[Rows from a dataset]
== == ==

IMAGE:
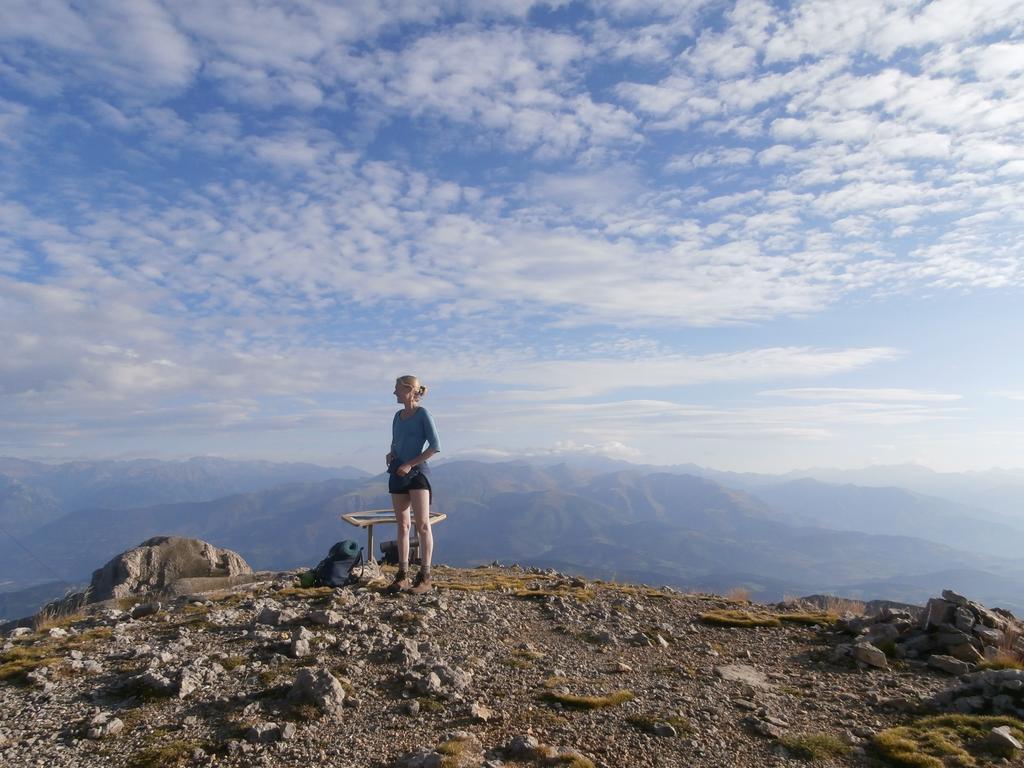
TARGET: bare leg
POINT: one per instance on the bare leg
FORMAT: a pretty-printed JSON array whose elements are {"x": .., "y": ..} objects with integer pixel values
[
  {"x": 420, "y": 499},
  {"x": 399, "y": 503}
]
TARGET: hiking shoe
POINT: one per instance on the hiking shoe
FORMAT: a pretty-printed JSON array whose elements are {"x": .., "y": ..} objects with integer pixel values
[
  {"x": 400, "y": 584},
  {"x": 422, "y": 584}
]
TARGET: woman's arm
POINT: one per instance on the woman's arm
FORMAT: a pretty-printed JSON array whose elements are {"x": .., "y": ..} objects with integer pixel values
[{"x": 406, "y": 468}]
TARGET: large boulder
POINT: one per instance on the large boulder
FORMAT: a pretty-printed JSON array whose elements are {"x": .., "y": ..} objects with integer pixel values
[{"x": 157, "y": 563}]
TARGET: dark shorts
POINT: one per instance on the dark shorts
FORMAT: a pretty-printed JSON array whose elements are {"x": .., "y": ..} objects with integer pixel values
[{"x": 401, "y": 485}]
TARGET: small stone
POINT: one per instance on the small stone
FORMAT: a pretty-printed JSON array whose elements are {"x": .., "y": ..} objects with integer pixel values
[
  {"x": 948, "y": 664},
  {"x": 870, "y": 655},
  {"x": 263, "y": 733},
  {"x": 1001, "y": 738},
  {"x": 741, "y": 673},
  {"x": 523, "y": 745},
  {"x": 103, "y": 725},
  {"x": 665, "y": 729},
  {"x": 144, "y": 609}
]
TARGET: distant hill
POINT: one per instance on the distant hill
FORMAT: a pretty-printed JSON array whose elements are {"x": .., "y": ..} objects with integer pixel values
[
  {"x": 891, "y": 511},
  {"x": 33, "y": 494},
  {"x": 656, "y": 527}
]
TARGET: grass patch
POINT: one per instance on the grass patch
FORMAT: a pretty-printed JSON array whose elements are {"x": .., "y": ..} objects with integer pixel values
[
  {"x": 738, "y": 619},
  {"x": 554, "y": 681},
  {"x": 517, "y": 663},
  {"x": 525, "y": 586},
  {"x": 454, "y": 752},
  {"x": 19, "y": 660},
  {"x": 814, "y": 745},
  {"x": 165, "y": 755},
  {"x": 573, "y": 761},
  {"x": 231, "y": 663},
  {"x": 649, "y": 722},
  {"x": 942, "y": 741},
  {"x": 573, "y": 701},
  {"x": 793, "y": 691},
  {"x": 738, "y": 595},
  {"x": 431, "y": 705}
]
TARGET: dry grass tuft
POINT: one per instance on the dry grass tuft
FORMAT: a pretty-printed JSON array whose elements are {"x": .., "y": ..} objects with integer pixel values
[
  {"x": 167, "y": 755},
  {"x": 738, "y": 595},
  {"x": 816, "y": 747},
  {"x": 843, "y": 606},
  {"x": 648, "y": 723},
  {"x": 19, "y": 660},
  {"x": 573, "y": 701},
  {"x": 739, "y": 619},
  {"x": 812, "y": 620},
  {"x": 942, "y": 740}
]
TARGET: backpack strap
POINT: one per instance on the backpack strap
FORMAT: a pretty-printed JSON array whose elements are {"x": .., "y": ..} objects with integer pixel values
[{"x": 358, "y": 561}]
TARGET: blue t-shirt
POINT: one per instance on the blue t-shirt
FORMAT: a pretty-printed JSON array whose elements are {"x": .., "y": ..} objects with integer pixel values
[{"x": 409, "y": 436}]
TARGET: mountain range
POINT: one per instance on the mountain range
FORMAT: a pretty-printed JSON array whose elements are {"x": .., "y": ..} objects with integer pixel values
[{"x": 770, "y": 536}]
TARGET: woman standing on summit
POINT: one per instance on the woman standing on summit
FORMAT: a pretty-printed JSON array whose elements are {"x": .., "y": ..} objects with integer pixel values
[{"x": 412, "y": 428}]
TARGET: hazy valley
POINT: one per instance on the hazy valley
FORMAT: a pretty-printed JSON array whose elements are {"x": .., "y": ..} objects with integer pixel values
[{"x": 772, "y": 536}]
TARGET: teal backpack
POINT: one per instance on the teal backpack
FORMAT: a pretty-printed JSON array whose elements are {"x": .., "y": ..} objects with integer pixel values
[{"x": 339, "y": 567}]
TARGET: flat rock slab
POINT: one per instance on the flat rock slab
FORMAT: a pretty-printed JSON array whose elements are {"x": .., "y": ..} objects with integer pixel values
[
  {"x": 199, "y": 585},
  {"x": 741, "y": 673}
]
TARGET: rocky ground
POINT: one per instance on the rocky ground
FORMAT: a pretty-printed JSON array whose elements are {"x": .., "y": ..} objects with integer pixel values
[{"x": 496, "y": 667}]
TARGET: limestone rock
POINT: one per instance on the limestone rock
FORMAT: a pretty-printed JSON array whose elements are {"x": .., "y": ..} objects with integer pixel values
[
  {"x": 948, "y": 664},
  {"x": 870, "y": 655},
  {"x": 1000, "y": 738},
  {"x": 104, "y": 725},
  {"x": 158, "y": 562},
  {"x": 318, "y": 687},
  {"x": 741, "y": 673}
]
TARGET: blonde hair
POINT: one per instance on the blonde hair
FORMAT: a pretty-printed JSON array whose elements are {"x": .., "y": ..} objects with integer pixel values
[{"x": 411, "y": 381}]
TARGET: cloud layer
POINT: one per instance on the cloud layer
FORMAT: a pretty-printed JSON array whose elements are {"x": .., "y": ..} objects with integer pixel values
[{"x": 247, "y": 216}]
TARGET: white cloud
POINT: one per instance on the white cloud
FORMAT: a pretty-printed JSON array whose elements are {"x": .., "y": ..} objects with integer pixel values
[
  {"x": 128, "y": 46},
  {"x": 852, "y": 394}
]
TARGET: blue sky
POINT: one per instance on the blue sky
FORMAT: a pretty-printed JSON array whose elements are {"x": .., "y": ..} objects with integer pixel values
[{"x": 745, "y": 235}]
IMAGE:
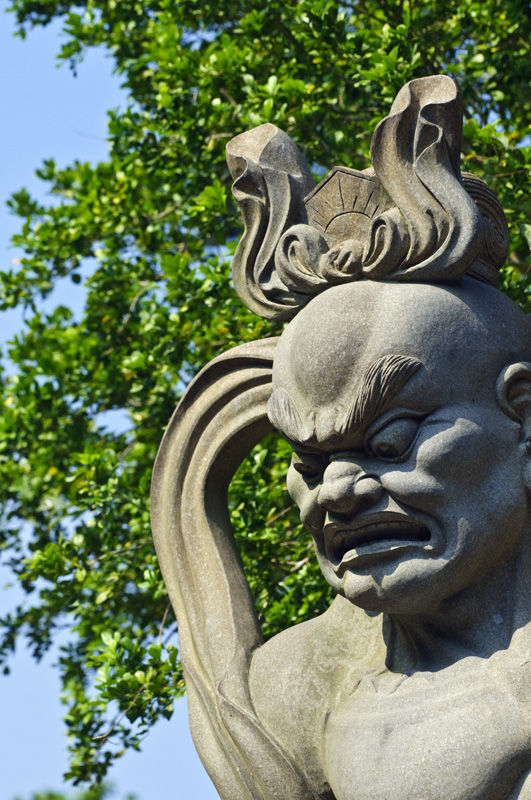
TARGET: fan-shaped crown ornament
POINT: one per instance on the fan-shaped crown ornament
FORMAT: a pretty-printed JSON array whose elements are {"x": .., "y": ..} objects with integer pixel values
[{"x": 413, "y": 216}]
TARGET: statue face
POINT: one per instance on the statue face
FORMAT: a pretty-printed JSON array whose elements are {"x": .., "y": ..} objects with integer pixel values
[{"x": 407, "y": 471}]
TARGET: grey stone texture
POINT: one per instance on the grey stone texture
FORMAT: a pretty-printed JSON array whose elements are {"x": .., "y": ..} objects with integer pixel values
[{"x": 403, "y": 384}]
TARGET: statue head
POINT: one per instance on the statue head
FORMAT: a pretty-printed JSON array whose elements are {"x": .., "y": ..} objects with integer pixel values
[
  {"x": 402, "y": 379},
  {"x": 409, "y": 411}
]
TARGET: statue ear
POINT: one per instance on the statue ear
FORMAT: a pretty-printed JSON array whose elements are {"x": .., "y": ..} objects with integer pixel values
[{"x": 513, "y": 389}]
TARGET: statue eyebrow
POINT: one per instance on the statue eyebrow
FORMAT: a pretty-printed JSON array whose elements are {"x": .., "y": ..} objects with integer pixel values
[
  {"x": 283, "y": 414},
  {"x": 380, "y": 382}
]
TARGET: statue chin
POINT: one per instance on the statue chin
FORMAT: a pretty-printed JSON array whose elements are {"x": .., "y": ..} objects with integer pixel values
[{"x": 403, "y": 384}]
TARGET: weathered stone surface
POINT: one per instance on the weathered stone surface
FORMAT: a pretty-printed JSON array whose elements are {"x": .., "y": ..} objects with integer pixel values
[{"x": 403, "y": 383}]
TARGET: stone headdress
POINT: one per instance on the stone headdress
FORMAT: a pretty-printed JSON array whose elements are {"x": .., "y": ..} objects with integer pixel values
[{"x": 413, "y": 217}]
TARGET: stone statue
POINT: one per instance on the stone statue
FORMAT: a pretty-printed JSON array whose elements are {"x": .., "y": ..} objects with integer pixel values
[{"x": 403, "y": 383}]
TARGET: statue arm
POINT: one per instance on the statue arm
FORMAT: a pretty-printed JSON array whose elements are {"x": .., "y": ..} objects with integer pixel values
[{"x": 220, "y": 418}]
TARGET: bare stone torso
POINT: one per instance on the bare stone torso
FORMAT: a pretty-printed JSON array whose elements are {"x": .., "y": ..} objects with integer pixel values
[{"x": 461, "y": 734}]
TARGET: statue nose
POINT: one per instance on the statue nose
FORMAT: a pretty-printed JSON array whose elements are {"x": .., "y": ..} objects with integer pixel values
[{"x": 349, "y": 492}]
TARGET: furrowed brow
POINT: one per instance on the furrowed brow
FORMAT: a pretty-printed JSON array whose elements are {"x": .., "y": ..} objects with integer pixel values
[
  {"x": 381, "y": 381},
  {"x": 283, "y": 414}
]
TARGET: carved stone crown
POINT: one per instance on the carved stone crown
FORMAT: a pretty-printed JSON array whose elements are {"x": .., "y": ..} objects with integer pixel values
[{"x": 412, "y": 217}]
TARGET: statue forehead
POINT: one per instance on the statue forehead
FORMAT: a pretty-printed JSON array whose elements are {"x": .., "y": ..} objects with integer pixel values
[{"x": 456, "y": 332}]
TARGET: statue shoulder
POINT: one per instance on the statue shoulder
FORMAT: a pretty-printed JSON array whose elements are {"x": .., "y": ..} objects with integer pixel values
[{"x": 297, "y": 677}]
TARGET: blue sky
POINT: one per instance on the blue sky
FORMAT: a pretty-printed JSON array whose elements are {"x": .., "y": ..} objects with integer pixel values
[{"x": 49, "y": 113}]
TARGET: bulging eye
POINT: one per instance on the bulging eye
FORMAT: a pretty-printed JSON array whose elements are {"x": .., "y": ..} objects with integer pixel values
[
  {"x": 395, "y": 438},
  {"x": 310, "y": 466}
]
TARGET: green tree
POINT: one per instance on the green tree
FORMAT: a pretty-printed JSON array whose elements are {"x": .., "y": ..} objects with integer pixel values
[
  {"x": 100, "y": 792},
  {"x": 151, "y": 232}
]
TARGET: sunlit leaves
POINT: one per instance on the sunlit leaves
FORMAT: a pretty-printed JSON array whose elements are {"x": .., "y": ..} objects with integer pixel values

== == ==

◆ REQUEST ◆
Copy out the items exactly, beginning with the line that contains "TARGET: bulging eye" and continuing through the last line of the items, both ends included.

◆ ANSWER BELOW ◆
TARGET: bulging eye
POINT: one per instance on the bulging eye
FORMAT: a pretty-printed JSON array whose elements are {"x": .., "y": ..} objects with integer pixel values
[
  {"x": 395, "y": 438},
  {"x": 310, "y": 466}
]
TARGET: green tree
POINT: one per instance on the green tree
FORMAT: a pretty-printed JSON array whose elements are {"x": .., "y": ..} objects with integer pixel values
[
  {"x": 100, "y": 792},
  {"x": 151, "y": 232}
]
TARGET: sunlit leaves
POINT: one per instance on the sunlit leaves
FORMAT: a pretty-printed JSON array whose elements are {"x": .., "y": ..} objects with integer pixel values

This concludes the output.